_EXTRACT_.

Espee’s class lights were defined as follows:
Lights out - scheduled train on the time table
Green - Scheduled train with a second section following
White – Extra train or not on the time table
Red - Used as rear marker lights when moving light; i.e., no freight cars

I’ll be installing the tri-color LED’s on a trio of engines I’ve been modeling to emulate SP’s early fleet of GP9’s, two low nose hood units and a third high nose in scarlet and gray livery.

Michael


----------



## Greg Elmassian (Jan 3, 2008)

Hmm... was not white used on the last section of a multiple section train? 

Also, wasn't green defined as scheduled train section with one or more sections following (multi-section train and not the last section) 

Greg 

update: just went to the link on the leds, see they have the Santa Fe rules... so SP was different?


----------



## bnsfconductor (Jan 3, 2008)

Posted By Greg Elmassian on 12 Jul 2013 09:19 PM 
Hmm... was not white used on the last section of a multiple section train? 

update: just went to the link on the leds, see they have the Santa Fe rules... so SP was different?

Greg,

Every railroad had different rules about class lights and the colors. For the BN it was White is extra (un-scheduled train), Green scheduled train with following section, and Red was the tail.


----------



## John J (Dec 29, 2007)

Posted By bnsfconductor on 12 Jul 2013 10:06 PM 
Posted By Greg Elmassian on 12 Jul 2013 09:19 PM 
Hmm... was not white used on the last section of a multiple section train? 

update: just went to the link on the leds, see they have the Santa Fe rules... so SP was different?

Greg,

Every railroad had different rules about class lights and the colors. For the BN it was White is extra (un-scheduled train), Green scheduled train with following section, and Red was the tail. 

Tail was the last train in a multiple section train?

Or Tail as the rear end of a train ? 

JJ


----------



## bnsfconductor (Jan 3, 2008)

Could be either depending on the railroad. Most of the time red signified the end of the train. When running a cab hop (loco + caboose) or light power the class lights would need to be red. For my loco's I may just end up with solid white class lights as my territory I'm modeling only ran 'extras' as no scheduled trains were listed on the timetable.


----------



## Paul Burch (Jan 2, 2008)

JJ,
Here are a few shots to show class lights and marker lights using my steam locos. 
This one has white classification lights indicating an extra or non scheduled train. If they were off it would mean a scheduled train.









This one shows a helper at the rear with red MARKER lights. The sun faded this shot some but they are red. This is where S.P. had them on vanderbilt tenders.









This one shows a caboose with what they called frog eye markers. They could show red or green. Normally red at the rear of the train.


----------



## Greg Elmassian (Jan 3, 2008)

Very interesting... would the caboose show green if it was coming towards us in the picture? 

Greg


----------



## Paul Burch (Jan 2, 2008)

_DATASET CONTENT_.

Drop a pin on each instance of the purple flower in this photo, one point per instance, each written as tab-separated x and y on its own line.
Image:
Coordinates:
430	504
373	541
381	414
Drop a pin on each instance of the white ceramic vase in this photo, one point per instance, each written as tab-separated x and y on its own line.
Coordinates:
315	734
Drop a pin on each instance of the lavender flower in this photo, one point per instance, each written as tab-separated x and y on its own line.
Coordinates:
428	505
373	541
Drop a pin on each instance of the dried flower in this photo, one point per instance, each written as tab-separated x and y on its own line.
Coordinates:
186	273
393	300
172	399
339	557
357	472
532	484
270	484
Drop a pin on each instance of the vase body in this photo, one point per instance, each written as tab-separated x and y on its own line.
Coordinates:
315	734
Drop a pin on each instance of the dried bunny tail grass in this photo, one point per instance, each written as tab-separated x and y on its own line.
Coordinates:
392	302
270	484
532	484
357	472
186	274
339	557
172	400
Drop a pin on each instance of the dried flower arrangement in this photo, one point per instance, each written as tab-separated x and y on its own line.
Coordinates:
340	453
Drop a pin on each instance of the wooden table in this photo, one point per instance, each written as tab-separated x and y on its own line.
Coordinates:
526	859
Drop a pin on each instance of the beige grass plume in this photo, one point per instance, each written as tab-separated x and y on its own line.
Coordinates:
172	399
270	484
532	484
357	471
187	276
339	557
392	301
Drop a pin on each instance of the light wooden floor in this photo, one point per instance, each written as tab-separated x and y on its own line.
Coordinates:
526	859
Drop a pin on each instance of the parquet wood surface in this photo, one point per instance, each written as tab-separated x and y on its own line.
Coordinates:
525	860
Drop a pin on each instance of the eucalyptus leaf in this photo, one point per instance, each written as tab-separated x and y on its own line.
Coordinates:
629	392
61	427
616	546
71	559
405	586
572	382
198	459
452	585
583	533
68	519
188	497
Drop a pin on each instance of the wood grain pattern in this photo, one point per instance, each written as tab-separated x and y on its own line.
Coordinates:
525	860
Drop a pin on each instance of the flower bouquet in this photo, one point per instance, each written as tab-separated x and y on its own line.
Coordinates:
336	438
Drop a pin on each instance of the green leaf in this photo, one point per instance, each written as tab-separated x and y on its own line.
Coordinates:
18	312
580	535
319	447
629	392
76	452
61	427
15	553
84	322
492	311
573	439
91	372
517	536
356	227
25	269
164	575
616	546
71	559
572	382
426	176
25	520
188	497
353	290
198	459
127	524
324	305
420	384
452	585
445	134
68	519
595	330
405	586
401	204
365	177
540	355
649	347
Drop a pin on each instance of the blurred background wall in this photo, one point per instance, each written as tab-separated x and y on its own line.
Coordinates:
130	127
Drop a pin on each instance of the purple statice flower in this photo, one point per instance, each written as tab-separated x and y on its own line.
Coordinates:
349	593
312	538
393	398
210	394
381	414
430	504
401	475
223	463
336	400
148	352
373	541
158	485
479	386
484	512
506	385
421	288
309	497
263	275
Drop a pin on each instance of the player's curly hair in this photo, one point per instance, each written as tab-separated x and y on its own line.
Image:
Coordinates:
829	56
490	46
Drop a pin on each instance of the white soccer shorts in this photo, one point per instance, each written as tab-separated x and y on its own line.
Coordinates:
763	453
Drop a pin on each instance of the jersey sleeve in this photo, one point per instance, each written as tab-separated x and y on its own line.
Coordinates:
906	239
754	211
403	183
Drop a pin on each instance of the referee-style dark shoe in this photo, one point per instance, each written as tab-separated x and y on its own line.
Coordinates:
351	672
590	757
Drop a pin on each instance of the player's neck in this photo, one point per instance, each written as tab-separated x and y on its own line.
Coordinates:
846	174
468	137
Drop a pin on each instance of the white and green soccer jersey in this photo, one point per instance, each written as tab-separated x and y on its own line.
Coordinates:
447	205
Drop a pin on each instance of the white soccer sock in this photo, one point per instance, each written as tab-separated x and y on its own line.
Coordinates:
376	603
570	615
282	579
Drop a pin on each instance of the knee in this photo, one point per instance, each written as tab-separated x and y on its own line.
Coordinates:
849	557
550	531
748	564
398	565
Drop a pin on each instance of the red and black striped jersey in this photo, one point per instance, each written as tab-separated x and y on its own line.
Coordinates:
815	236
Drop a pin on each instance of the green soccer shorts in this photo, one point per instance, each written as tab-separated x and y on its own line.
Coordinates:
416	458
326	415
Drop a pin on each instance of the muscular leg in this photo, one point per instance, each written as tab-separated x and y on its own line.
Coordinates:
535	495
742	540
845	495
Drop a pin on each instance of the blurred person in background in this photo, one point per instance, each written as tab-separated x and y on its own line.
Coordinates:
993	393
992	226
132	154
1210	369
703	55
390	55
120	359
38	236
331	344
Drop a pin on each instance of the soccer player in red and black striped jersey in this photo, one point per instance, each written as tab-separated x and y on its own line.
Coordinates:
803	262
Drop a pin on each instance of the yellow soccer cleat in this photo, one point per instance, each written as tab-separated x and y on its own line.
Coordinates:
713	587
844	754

_GIVEN EXERCISE 1_.
Answer these from the class lights thread:
(a) In Espee's class light definitions, what did white mean?
(b) For the BN, what did red class lights indicate?
(c) What were the caboose markers that could show red or green called?
_GIVEN EXERCISE 2_. Please write out the passage of the class lights thread starting at "Could be either" and ending at "a scheduled train.".
Answer from the thread alone.

_WORKED ANSWER 1_.
(a) An extra train or a train not on the time table.
(b) The tail.
(c) Frog eye markers.

_WORKED ANSWER 2_.
Could be either depending on the railroad. Most of the time red signified the end of the train. When running a cab hop (loco + caboose) or light power the class lights would need to be red. For my loco's I may just end up with solid white class lights as my territory I'm modeling only ran 'extras' as no scheduled trains were listed on the timetable.


----------



## Paul Burch (Jan 2, 2008)

JJ,
Here are a few shots to show class lights and marker lights using my steam locos. 
This one has white classification lights indicating an extra or non scheduled train. If they were off it would mean a scheduled train.